***** Excerpted text *****
# Ferry fromReggio Di Calabria to Messina



## blaine (May 1, 2005)

Anyone have any info on the above ferry please. We're planning to visit Sicily mid September to end October but cannot find any schedules or booking facilities on the web. We would prefer this short crossing if possible, we realise that this strip of water is not the best. Any info would be greatly appreciated.
Hilary


----------



## clianthus (Jul 8, 2006)

Hi blaine

I can't answer your question I'm afraid but we have a member "eddied" who lives in Southern Italy, he seems to use the Italian ferries a lot and may well be able to help. 

He comes on site quite regularly but in case he misses your post it may be worth sending him a pm.


----------



## eddied (May 9, 2005)

*Ferries Stretto di Messina*

 Buon giorno, eccomi!
You don't need to worry about the ferries across this short stretch of water, except you head for 'Villa San Giovanni', not Reggio Calabria.
Villa San Giovanni is the embarkation point just off the motorway to the North of Reggio Calabria.
Ferries run 24 hours a day about every 20 mins. and you can just turn up, pay, and queue.
Two main operators - the State Railway (Ferrovie dello Stato) and Caronte.
If you feel happier pre-booking:
www.carontetourist.it

saluti,
eddied


----------



## blaine (May 1, 2005)

Thanks Jenny and Eddied, this web site never lets us down. Good thing to know where to head for for the ferry!!!
Hilary


----------



## StephandJohn (Sep 3, 2007)

*Ferry from Reggio to Catania*

Is there one?


----------



## eddied (May 9, 2005)

*Ferry Reggio Calabria - Catania*

 No, there isn't a regular one because it's more convenient to ferry Villa San Giovanni - Messina, and then about an hour down the motorway from Messina to Catania.
There is an overnight ferry from Naples to Catania, TTT lines:
www.tttlines.it

and a late afternoon ferry from Salerno to Messina
www.carontetourist.it

saluti,
eddied


----------



## StephandJohn (Sep 3, 2007)

Thanks Eddie.
We are gradually making our way down to coast. At present in Pietra Liguria which is lovely and then moving on through Rome, Naples etc. to Sicily so it wil be quite OK to go to Messina.
Just got back from 2 very interesting days in Genoa.


----------
***** Recorded data *****
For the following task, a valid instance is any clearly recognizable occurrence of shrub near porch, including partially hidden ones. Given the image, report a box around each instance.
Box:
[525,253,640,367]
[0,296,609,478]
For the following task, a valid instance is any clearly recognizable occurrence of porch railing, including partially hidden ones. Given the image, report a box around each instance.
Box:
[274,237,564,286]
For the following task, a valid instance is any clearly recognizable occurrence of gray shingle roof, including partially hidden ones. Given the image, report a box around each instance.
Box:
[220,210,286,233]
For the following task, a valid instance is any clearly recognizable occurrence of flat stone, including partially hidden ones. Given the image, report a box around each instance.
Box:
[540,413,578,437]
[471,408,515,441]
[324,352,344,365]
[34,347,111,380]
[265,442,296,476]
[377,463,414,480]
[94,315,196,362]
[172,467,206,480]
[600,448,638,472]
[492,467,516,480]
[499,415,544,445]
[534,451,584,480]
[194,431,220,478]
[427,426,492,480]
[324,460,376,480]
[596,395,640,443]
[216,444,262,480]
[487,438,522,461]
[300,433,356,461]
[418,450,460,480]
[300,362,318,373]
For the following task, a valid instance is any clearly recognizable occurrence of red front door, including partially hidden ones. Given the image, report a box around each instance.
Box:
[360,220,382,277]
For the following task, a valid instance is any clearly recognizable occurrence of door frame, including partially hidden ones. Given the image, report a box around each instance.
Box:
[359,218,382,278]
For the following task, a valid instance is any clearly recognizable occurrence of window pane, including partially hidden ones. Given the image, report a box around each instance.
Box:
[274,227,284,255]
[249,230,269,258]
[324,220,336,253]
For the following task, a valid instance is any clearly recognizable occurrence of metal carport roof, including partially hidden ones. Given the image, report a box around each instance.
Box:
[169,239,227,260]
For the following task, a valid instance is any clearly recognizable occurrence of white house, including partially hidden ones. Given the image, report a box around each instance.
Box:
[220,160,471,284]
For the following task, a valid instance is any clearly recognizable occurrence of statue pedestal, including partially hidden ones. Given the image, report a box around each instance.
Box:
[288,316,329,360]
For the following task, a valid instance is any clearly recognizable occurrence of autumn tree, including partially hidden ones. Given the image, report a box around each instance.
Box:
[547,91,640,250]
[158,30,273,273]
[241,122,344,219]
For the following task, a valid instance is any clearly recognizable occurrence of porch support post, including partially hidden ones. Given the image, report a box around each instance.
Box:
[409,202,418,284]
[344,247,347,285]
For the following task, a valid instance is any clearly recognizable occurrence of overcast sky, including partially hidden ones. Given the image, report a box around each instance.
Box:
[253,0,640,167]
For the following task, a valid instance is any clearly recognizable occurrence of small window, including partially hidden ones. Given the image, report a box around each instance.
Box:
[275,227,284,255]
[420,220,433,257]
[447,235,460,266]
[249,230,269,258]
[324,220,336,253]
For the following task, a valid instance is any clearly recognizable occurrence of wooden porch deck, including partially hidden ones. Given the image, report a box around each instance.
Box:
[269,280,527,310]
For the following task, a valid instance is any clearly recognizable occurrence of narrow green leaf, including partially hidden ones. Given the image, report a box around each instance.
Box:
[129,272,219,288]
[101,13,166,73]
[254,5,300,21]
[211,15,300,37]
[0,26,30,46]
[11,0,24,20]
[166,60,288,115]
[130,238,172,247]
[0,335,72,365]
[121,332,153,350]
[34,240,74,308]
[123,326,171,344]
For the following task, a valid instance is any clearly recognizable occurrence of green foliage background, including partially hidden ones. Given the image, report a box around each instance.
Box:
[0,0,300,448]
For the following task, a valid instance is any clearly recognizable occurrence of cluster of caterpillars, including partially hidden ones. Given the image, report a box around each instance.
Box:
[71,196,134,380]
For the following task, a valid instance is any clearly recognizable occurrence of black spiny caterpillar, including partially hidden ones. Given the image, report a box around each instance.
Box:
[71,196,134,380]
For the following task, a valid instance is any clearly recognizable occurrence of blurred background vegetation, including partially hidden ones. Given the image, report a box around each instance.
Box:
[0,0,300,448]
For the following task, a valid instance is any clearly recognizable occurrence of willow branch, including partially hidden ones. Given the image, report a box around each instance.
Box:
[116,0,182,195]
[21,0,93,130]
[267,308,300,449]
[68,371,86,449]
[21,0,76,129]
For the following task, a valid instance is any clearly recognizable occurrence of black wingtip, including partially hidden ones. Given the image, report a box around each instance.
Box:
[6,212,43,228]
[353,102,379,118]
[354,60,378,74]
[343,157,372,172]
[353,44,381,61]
*****
Written request: From the ferry thread above, copy the passage that begins at the words "Buon giorno, eccomi!" and stops after "of Reggio Calabria.".

Result:
Buon giorno, eccomi!
You don't need to worry about the ferries across this short stretch of water, except you head for 'Villa San Giovanni', not Reggio Calabria.
Villa San Giovanni is the embarkation point just off the motorway to the North of Reggio Calabria.